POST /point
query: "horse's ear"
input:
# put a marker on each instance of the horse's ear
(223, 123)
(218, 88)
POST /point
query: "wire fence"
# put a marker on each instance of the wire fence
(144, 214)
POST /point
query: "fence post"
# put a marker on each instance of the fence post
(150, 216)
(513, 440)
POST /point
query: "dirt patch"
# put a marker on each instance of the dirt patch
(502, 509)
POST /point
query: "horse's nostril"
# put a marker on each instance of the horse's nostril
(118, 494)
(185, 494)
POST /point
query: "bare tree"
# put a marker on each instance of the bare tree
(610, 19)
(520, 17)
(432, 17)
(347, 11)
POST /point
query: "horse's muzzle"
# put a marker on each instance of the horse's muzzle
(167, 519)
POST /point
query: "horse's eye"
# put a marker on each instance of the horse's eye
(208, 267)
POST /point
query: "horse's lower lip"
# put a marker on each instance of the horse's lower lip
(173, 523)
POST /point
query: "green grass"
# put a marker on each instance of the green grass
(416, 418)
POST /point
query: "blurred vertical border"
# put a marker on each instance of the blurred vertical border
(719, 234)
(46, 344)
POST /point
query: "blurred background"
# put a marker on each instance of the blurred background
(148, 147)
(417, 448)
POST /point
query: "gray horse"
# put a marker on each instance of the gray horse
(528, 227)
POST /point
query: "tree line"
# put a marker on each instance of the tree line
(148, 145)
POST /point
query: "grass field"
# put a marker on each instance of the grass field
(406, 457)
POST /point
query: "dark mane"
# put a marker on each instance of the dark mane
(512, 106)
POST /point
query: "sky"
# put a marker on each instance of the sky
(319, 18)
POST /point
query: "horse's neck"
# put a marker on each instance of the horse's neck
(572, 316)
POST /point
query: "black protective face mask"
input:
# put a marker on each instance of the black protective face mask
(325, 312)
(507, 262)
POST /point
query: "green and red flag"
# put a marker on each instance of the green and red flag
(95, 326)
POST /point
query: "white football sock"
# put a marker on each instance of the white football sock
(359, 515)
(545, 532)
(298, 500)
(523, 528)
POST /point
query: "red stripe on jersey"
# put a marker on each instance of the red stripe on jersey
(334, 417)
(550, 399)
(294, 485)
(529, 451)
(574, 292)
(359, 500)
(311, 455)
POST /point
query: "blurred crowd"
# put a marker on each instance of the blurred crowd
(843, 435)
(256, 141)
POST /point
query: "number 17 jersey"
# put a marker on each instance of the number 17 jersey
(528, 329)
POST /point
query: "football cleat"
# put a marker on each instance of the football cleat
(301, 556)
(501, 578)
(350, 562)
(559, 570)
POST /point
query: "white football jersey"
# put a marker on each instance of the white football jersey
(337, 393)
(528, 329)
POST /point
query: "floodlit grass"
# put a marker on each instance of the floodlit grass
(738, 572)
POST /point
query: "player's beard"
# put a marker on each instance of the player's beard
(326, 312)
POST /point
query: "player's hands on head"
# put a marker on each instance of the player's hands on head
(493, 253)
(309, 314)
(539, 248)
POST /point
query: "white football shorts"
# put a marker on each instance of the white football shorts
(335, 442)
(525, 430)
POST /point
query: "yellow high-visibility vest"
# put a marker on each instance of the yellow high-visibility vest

◆ EXERCISE INSTRUCTIONS
Find every line in the entries above that contains the word "fence" and copy each one. Case matters, so only lines with that exact capitalization count.

◆ RESPONSE TO THE EXERCISE
query: "wire fence"
# put a marker on each instance of the wire fence
query: "fence post"
# put a marker on each instance of the fence post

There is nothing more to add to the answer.